▸ **ЦИТИРУЕМЫЙ ОТРЫВОК**:
==*==

За этими неофициальными встречами последовали формальные решения съездов и собраний. «Съезжаться стали те, кто раньше сидели по домам: землевладельцы, торговцы и промышленники, казачьи верхи, духовенство, георгиевские кавалеры. Их голоса звучали однородно, различаясь лишь степенью дерзости. Бесспорное, хотя и не всегда открытое дирижерство принадлежало кадетской партии»[2024].
Совет союза казачьих войск 6 августа провел экстренное заседание и принял резолюцию: «Генерал Корнилов не может быть смещен, как истинный народный вождь, и, по мнению большинства населения, единственный генерал, могущий возродить боевую мощь армии и вывести страну из крайне тяжелого положения». 7 августа конференция Союза Георгиевских кавалеров постановила: «Всецело присоединиться к резолюции совета казачьих войск и твердо заявить Временному правительству, что если оно допустит восторжествовать клевете и генерал Корнилов будет смещен, то Союз Георгиевских кавалеров немедленно отдаст боевой клич всем кавалерам к выступлению совместно с казачеством». В тот же день главный комитет Союза офицеров армии и флота заявил, что «в тяжелую годину бедствий все свои надежды на грядущий порядок возлагает на любимого вождя генерала Корнилова»[2025].
3 августа в Богословской аудитории Московского университета на Моховой открылся Второй торгово-промышленный съезд. Настрой задала вступительная речь Рябушинского:
— С тяжелым чувством собрались мы на настоящий съезд, густой сумрак навис над всей российской землей. Правительство думает, что в настоящее время путем лишь правительственных мероприятий, путем монопольной организации промышленности и торговли, государственной монополии возможно вывести страну из тягостного положения. Наша власть мечется в поисках за денежными средствами и не знает, как выйти из настоящего трудного положения. Она продолжает лишь тот неудачный путь, по которому следовала наша старая власть: она печатает кредитные билеты… Мы знаем, что естественное развитие нашей жизни пойдет своим чередом и, к сожалению, оно жестоко покарает тех, кто нарушает экономические законы. К сожалению, нужна костлявая рука голода и народной нищеты, чтобы она схватила за горло ложных друзей народа, членов разных комитетов и советов, чтобы они опомнились… Купеческие люди, торговые, надо спасти землю Русскую[2026].

==*==

▸ **ПИСЬМЕННОЕ ЗАДАНИЕ 1**: Где открылся Второй торгово-промышленный съезд, согласно отрывку о поддержке генерала Корнилова?
▸ **ПИСЬМЕННОЕ ЗАДАНИЕ 2**: Приведите продолжение отрывка о поддержке генерала Корнилова, начиная сразу после его последней фразы.

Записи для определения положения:
==*==

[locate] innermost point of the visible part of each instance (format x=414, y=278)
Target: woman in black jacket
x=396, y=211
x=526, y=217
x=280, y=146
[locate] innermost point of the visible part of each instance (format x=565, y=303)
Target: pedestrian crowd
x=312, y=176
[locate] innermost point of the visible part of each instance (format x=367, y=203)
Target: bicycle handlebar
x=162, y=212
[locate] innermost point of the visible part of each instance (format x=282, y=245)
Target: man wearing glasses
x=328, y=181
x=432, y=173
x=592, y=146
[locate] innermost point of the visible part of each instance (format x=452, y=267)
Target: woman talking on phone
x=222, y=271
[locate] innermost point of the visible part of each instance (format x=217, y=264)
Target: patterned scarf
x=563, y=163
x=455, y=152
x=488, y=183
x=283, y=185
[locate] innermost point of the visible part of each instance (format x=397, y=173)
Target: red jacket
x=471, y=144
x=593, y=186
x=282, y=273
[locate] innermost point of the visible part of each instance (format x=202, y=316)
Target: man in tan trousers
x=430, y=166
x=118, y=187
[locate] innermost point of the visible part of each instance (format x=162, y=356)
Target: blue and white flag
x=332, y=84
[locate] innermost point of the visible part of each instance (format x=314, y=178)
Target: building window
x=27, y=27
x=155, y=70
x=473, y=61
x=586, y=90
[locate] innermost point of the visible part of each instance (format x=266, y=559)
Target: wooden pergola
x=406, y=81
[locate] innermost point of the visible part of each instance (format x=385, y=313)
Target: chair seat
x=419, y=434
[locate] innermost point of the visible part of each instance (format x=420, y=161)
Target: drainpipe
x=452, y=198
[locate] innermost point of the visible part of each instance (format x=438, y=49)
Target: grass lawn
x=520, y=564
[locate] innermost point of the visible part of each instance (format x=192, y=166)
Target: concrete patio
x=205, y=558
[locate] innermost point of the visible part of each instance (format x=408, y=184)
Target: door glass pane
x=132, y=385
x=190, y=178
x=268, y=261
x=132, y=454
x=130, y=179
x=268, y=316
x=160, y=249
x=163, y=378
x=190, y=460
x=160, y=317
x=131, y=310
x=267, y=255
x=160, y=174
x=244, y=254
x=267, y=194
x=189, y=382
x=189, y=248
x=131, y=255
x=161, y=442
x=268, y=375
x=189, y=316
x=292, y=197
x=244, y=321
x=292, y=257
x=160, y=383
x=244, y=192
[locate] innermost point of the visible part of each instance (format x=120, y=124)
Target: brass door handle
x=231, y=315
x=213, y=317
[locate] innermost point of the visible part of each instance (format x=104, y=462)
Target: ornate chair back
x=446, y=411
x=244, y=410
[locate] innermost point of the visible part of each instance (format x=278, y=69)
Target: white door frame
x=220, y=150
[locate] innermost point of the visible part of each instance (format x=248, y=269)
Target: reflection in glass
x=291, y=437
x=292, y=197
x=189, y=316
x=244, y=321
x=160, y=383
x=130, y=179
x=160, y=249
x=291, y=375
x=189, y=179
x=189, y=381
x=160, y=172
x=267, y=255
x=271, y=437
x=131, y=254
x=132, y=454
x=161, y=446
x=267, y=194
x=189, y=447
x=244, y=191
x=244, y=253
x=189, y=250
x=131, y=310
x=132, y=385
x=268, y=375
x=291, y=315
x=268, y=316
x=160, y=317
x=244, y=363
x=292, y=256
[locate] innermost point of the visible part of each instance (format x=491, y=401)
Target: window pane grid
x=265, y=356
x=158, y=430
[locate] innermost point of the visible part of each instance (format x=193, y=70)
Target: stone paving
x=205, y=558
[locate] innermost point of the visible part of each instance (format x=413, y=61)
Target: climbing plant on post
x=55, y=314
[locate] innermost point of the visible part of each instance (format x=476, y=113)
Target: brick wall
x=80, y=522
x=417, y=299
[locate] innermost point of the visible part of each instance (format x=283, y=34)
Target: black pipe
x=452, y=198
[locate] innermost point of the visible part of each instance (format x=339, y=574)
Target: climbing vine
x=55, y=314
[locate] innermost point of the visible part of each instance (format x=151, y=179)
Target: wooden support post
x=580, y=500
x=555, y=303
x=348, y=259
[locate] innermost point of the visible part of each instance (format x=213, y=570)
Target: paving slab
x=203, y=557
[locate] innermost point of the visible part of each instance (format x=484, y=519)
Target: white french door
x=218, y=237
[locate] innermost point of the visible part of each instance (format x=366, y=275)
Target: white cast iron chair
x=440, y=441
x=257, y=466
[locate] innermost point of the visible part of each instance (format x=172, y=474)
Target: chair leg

==*==

▸ **ОТВЕТ 1**: В Богословской аудитории Московского университета на Моховой.

▸ **ОТВЕТ 2**:
«Фраза о костлявой руке голода, обобщавшая политику локаутов, прочно вошла с этого времени в политический словарь революции. Она дорого обошлась капиталистам»[2027], — писал Троцкий.
— Мы ждем твердой власти, — говорил Рябушинский, — а с самого начала фактически воцарилась в России шайка шарлатанов!
— Верно! Правильно! Браво, браво!..
Пора признать, что у нас не может быть иного строя, кроме буржуазного. Таков ныне строй во всем мире. И наша власть только тогда будет истинной властью, когда она будет мыслить буржуазно и действовать буржуазно.
С большим докладом выступил Третьяков. «Черные глаза оратора сверкали мрачно и твердо… С. П. Третьяков убедился, что представитель торгово-промышленного класса не мог и не может делить власть с нынешними министрами с их известной программой… В тех же тонах злого осуждения, безнадежного пессимизма, откровенного разрыва с Временным правительством и открытой ненависти к социалистам говорил еще ряд ораторов»[2028].
По окончании съезда предпринимателей 8-10 августа в Москве пошло «малое» совещание четырехсот общественных деятелей, среди которых наиболее активную роль играли Рябушинский, Родзянко, Третьяков, Коновалов, Челноков, профессорская и писательская интеллигенция, крупные военные — Алексеев, Брусилов, Каледин, Юденич. Общей мыслью было «создание сильной и национальной власти, которая спасет единство России. Гвоздем программы явился доклад генерала Алексеева с изложением истории развала армии. Резолюция собрания гласила: «Время не ждет, и медлить нельзя. Правительство должно немедленно и решительно порвать со служением утопиям, которые оказывают пагубное влияние на его деятельность»[2029]. Результатом совещания стало создание постоянно действующего Совета общественных деятелей, в бюро которого вошли Родзянко, Милюков, Маклаков, Шингарев, Шульгин, Шидловский, Алексеев и Струве.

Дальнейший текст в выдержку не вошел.